EXTRACTED DATA:
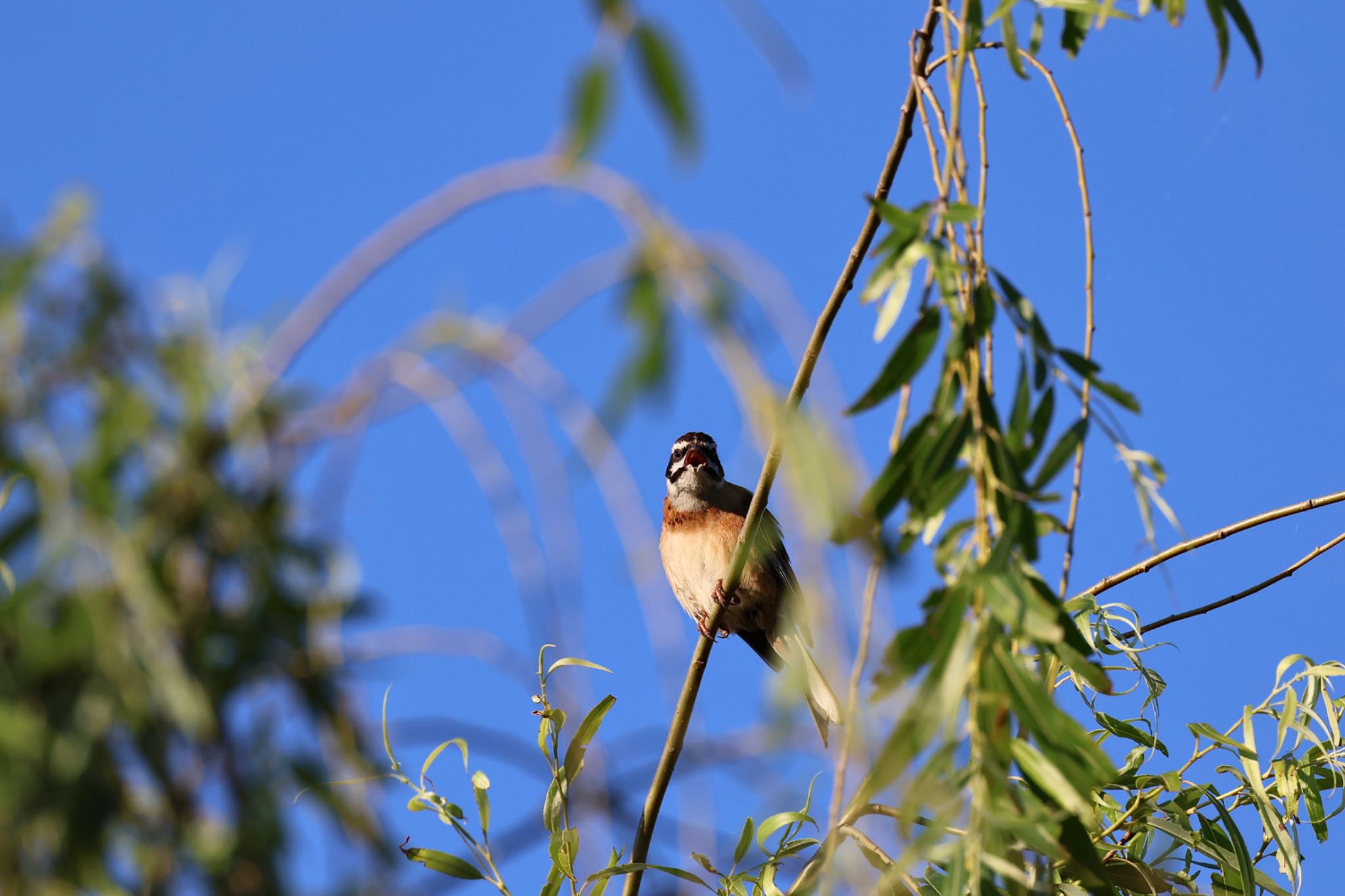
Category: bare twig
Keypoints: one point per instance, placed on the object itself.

* * *

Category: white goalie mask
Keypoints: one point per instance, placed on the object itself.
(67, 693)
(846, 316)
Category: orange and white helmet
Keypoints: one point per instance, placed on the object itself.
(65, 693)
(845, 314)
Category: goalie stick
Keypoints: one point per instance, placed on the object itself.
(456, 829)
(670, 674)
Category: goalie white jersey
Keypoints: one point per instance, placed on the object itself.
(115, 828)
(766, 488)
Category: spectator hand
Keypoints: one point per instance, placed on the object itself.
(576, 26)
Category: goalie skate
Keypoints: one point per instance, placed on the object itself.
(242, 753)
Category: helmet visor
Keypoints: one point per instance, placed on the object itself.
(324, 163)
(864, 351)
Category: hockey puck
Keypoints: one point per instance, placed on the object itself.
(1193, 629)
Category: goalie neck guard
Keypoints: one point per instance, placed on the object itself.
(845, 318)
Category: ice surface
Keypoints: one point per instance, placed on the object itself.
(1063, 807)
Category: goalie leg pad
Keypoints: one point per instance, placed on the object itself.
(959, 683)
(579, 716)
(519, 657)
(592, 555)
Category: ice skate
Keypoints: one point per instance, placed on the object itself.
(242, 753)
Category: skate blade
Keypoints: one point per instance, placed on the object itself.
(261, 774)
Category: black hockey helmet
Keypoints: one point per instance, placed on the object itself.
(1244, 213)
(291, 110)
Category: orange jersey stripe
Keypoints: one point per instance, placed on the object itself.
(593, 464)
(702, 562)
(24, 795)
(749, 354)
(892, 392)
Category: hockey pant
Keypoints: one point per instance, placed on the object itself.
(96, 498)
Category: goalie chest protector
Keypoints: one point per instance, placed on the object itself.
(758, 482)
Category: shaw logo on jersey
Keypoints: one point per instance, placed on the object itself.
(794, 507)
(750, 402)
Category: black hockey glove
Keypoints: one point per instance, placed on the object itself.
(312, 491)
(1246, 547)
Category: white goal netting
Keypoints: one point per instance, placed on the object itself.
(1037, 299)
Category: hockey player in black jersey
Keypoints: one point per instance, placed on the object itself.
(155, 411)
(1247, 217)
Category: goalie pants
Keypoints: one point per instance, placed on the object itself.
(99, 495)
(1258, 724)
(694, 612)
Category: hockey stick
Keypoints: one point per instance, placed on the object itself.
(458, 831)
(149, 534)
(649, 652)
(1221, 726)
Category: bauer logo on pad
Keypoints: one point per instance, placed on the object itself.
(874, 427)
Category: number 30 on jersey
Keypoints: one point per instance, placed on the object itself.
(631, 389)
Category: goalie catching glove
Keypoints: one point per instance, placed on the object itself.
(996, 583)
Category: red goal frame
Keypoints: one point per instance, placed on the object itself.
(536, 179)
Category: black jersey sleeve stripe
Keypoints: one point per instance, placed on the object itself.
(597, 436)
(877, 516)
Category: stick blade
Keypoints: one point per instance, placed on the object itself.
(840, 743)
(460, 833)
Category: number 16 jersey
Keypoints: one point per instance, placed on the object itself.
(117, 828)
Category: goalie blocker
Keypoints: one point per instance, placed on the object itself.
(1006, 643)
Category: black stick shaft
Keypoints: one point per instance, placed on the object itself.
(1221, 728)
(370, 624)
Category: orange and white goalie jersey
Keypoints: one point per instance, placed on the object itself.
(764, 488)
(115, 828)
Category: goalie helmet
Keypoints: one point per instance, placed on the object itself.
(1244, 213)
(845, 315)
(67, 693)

--

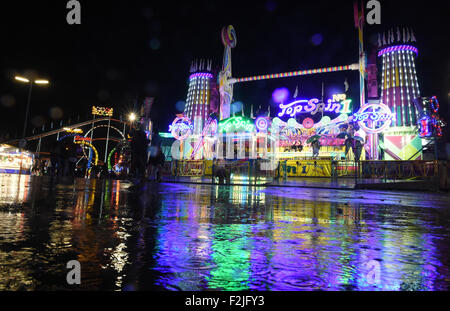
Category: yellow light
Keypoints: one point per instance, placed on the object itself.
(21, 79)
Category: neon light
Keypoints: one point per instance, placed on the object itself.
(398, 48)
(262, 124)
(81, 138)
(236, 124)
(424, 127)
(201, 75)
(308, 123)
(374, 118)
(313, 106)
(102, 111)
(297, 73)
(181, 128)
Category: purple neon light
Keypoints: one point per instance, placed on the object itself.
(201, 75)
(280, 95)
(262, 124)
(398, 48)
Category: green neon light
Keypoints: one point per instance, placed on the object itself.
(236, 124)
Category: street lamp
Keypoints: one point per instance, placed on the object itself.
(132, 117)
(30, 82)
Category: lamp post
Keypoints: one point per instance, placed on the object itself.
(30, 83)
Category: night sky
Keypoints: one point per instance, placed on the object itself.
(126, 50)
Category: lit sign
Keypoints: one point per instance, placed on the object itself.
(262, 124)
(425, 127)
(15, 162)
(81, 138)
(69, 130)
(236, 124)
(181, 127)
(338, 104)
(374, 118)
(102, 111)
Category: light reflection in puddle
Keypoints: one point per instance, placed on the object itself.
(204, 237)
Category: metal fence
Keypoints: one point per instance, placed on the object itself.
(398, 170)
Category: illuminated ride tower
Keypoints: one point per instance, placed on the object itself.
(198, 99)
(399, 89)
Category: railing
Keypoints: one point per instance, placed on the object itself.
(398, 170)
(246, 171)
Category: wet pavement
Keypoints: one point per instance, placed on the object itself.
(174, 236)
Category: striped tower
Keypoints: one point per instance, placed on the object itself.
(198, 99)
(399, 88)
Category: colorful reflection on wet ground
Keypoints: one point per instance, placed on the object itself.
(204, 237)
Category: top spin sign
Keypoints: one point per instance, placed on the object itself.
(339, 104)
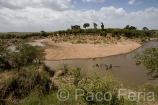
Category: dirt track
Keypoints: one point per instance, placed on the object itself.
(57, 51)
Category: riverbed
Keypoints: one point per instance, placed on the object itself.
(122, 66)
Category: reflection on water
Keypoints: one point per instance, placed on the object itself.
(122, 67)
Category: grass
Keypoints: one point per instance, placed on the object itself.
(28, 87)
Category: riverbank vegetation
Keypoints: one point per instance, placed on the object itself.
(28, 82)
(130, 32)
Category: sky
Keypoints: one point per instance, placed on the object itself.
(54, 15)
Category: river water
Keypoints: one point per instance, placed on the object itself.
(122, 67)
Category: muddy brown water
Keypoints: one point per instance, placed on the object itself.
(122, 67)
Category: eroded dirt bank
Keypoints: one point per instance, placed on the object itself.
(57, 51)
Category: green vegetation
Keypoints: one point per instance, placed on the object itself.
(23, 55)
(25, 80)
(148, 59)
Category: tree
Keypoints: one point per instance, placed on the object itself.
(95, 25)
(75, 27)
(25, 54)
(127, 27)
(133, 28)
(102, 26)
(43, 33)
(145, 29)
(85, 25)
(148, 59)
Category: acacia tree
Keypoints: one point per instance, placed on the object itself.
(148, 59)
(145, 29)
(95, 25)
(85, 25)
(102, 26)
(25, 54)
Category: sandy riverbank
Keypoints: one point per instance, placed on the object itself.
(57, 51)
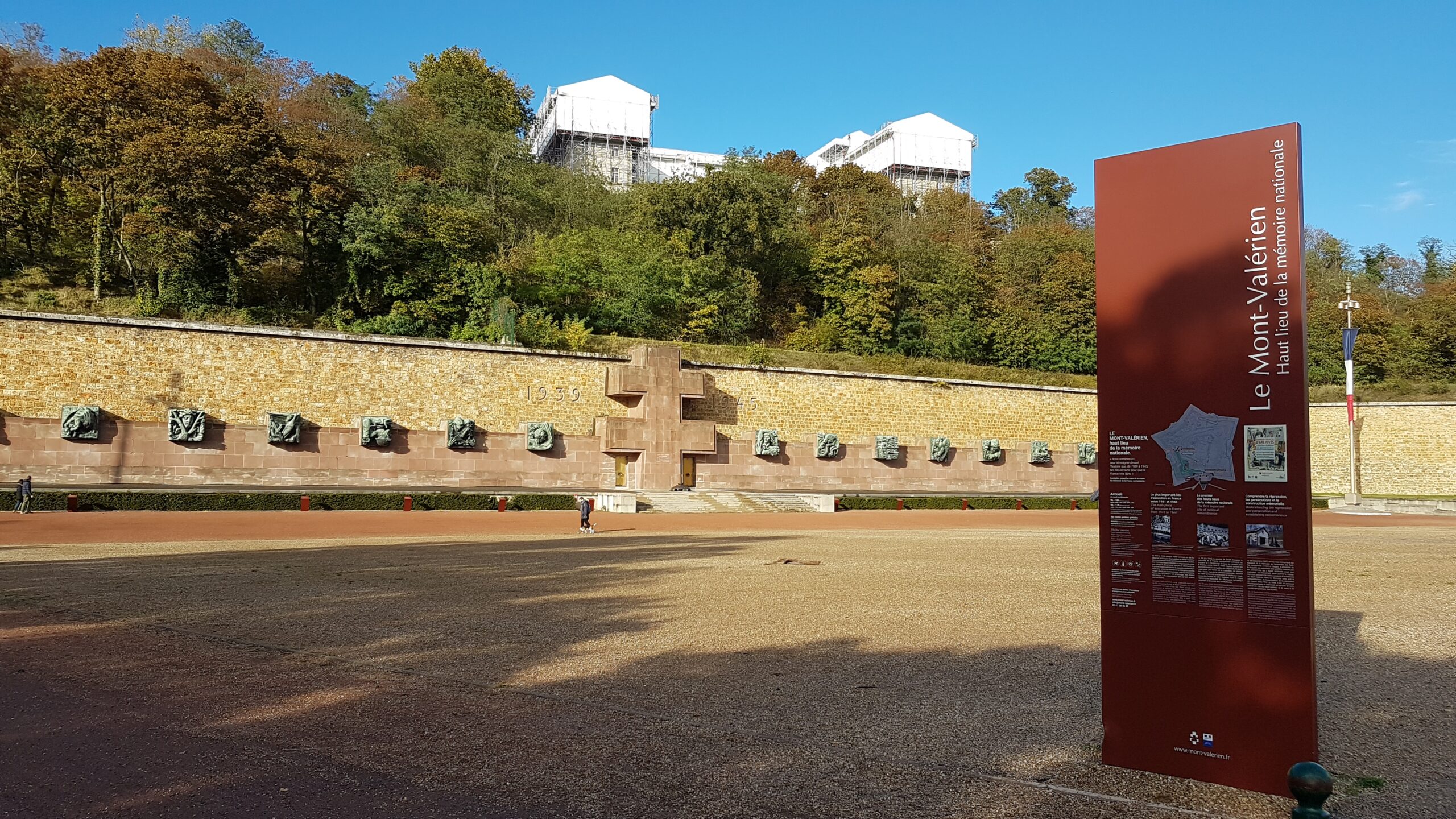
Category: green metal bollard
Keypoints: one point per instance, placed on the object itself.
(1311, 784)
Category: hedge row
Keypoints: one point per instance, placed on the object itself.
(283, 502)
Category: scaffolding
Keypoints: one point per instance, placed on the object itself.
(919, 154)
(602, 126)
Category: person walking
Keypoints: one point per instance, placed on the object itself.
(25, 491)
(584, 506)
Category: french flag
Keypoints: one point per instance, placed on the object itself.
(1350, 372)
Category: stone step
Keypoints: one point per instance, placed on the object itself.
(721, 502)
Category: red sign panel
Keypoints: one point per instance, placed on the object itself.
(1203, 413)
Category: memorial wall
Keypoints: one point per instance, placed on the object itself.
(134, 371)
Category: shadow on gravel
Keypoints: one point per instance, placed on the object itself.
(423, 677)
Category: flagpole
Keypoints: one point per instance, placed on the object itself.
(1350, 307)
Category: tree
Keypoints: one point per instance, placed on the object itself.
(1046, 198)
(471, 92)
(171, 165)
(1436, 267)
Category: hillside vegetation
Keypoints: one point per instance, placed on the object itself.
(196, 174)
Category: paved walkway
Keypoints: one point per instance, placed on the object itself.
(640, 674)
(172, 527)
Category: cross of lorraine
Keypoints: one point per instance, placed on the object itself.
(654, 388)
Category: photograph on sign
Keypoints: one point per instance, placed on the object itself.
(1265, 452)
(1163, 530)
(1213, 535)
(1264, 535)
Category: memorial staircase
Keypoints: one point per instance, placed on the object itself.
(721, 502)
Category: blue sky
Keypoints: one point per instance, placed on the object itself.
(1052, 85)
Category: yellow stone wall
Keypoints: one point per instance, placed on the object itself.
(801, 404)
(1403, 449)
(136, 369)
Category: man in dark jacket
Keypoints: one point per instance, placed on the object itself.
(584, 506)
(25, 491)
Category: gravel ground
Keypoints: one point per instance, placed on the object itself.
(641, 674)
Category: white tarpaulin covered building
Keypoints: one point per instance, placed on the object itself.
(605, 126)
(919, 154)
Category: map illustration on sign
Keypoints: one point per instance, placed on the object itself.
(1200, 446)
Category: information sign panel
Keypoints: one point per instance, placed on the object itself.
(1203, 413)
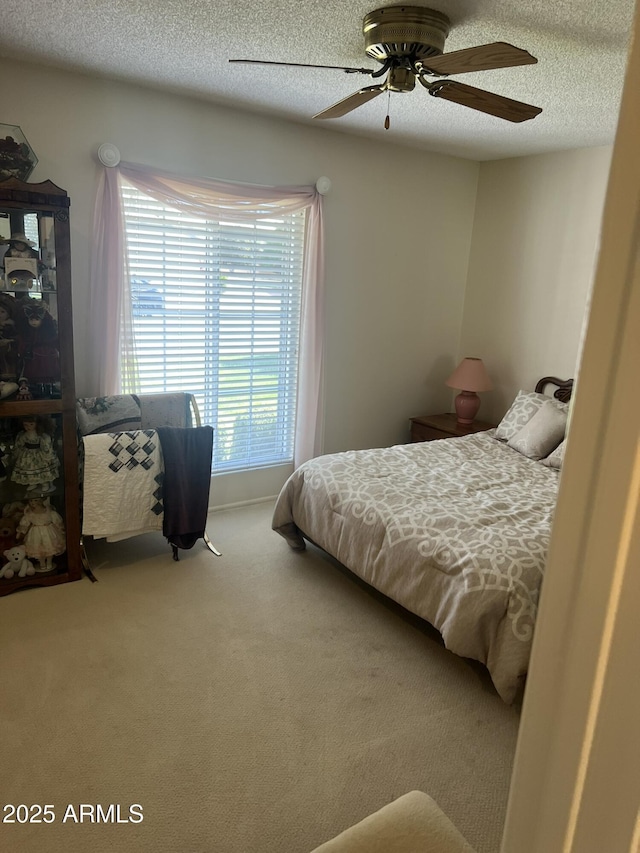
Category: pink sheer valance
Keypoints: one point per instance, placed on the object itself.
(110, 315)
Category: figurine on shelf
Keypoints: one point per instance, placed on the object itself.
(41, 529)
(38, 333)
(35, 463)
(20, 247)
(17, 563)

WORK REQUIRED: Filter the data above down to the lines that contain the word "hockey", and copy out each of those lines.

ANSWER:
Category: hockey puck
Category: black hockey helmet
Category: hockey pant
Category: black hockey glove
Category: hockey player in black jersey
Category: hockey stick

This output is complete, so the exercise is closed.